WORK TO BE COMPLETED: Render the stretch of the listing below, from the line containing "Could you spot the flowering" through the line containing "point(352, 93)", as a JSON list of strings with one string per line and blank lines omitted.

PROVIDED INFORMATION:
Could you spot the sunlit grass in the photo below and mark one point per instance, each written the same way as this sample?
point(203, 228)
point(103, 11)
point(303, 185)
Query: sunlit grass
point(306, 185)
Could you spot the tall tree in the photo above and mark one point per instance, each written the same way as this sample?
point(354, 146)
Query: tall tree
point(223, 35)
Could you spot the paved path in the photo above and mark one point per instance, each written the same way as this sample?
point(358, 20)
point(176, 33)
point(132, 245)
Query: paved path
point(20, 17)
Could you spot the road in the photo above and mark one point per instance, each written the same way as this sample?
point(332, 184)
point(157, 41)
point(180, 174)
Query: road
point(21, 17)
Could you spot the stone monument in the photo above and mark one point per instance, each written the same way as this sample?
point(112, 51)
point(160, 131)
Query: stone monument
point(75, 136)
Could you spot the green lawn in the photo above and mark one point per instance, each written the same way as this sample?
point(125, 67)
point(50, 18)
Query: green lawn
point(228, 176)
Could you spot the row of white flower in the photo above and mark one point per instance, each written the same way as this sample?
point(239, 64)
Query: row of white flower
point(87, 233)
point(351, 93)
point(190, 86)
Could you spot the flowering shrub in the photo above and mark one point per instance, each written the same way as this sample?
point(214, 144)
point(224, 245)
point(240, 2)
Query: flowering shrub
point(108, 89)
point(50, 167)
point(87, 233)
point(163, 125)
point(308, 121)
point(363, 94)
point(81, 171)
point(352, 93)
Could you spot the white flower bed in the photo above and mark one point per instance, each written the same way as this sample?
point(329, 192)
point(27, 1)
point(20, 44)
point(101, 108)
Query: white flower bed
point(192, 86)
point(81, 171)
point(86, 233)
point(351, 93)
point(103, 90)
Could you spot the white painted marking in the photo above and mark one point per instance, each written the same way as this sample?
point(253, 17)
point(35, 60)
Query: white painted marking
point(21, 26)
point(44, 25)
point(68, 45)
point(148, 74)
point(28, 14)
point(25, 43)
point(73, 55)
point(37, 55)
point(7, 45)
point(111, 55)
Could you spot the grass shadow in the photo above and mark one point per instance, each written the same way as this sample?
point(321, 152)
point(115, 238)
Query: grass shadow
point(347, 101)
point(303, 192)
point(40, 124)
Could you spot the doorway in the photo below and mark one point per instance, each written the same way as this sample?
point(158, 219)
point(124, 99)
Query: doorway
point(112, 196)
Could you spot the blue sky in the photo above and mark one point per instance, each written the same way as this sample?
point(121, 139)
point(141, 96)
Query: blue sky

SOLUTION TO THIS EXERCISE:
[
  "Could you spot the flowering shrub in the photo above and mark one point per instance, each written the same way as this sample?",
  "point(214, 144)",
  "point(224, 245)",
  "point(240, 2)",
  "Query: flowering shrub",
  "point(108, 89)",
  "point(50, 167)",
  "point(87, 233)",
  "point(163, 125)",
  "point(308, 121)",
  "point(363, 94)",
  "point(81, 171)",
  "point(352, 93)"
]